Aim
Report every line in the items below that contains the string "wall", copying each such line in full. Case counts.

Task inputs
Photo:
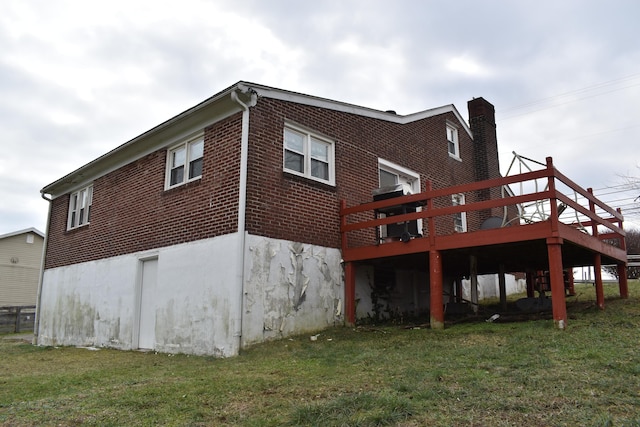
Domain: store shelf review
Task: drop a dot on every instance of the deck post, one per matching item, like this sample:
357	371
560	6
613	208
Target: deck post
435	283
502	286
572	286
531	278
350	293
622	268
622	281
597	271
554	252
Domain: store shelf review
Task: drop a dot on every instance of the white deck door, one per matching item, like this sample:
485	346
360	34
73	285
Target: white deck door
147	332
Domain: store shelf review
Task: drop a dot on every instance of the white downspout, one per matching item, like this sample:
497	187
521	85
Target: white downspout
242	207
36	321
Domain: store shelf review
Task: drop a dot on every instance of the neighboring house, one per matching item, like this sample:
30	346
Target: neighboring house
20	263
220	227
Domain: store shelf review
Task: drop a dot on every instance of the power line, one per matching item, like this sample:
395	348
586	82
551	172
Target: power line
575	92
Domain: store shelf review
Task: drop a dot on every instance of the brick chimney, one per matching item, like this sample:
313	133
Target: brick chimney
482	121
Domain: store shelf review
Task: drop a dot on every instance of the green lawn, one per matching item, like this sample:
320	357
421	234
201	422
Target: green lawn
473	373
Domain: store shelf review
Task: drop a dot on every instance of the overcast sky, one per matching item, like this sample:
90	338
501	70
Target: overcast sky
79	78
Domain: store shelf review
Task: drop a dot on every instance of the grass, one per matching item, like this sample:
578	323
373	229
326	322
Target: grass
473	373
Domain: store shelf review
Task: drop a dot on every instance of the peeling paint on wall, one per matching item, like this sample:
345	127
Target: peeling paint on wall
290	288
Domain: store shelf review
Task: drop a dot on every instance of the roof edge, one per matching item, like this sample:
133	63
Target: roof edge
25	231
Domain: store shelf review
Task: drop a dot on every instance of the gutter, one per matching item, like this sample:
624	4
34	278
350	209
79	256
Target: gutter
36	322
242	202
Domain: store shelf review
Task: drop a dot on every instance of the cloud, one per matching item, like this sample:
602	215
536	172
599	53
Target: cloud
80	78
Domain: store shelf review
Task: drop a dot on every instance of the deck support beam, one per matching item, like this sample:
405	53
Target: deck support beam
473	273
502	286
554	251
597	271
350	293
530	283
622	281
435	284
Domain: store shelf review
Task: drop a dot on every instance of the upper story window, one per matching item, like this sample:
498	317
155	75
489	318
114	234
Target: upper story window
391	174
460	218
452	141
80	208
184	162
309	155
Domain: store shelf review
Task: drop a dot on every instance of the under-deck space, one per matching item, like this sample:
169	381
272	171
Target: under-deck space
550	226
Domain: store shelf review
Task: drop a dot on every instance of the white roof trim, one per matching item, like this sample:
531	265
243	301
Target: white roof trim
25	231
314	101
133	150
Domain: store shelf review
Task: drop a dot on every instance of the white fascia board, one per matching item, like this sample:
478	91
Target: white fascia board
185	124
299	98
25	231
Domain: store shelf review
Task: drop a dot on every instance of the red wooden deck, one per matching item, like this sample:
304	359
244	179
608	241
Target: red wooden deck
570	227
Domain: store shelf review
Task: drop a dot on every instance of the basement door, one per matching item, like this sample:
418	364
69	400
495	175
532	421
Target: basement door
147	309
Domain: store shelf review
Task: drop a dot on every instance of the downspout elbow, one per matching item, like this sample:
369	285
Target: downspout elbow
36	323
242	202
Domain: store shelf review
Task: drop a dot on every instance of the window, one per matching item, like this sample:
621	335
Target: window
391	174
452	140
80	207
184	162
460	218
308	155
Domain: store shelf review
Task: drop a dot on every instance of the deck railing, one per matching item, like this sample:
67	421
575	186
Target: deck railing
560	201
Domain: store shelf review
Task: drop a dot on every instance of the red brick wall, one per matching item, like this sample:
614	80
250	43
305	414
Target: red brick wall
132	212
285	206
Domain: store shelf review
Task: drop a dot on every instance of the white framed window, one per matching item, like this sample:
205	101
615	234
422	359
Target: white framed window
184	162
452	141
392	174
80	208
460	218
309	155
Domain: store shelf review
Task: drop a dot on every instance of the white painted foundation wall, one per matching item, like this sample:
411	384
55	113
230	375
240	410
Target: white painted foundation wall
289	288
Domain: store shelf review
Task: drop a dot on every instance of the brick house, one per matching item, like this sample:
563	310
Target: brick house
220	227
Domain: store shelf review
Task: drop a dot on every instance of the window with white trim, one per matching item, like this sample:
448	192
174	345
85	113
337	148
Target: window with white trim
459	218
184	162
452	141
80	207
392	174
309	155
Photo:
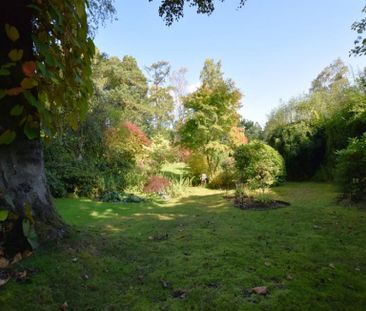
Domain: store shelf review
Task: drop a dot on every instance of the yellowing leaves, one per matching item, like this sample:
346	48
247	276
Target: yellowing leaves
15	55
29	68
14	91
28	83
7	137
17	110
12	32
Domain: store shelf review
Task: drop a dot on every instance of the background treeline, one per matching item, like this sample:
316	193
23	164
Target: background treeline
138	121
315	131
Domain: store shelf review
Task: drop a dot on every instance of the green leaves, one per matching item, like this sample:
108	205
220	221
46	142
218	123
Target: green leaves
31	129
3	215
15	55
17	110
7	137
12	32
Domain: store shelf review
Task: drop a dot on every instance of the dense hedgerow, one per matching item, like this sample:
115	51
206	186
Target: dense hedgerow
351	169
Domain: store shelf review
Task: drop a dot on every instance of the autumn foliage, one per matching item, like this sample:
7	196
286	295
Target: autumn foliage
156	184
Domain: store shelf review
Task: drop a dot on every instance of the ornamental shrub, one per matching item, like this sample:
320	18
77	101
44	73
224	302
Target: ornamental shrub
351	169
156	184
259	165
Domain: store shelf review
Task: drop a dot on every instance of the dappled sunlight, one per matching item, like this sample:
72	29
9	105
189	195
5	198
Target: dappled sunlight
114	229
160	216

==

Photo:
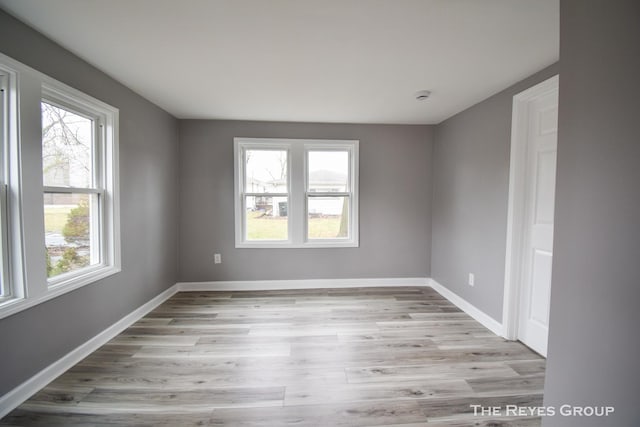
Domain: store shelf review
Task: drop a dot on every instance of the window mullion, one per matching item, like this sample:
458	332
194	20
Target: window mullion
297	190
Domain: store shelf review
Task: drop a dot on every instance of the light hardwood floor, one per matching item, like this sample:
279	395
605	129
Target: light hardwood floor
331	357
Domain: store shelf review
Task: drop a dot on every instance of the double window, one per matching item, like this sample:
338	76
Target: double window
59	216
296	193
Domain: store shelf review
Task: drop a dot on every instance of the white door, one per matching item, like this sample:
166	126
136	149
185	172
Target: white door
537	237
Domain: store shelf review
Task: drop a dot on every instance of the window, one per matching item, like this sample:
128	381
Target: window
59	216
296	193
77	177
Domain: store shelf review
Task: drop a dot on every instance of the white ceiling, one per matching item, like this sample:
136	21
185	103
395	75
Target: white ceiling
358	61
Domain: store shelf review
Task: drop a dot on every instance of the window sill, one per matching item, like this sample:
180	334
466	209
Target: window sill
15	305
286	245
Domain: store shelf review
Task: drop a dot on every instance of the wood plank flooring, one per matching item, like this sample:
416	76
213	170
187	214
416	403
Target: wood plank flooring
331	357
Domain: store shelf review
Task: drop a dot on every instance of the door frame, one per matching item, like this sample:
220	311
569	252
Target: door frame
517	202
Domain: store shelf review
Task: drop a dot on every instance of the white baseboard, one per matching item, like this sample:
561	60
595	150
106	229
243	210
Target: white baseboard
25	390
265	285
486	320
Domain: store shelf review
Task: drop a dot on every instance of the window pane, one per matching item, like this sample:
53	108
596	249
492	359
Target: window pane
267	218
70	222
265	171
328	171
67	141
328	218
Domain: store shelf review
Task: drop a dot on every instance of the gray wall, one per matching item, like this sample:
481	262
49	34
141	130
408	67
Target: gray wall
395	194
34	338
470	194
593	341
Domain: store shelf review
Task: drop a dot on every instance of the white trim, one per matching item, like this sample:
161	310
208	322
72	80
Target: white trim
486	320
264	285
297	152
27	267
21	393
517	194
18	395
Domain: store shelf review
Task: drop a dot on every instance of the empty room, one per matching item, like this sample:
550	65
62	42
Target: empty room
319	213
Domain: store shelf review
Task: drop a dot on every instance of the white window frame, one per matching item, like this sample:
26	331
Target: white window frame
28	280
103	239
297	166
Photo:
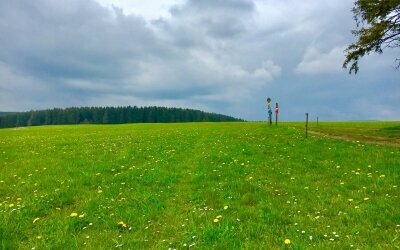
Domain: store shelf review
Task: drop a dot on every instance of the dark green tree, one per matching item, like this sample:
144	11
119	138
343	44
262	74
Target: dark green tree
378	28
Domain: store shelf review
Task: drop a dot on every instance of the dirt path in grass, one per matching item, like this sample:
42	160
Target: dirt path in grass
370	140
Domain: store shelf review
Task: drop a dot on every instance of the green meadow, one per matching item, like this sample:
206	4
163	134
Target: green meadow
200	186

Answer
Task: drop a dot on every instance of the peeling paint on wall, one per matching item, like this sample:
Target: peeling paint on wall
Task: drop a dot on every instance of the red brick wall, one per matching item, like this sample:
Target: red brick wall
Task: drop a dot on every instance of the white painted foundation wall, one per matching item, like this sample:
Target: white painted foundation wall
Task: drop a dot on every instance of the gray wall, one per matching item, like this sample:
Target: gray wall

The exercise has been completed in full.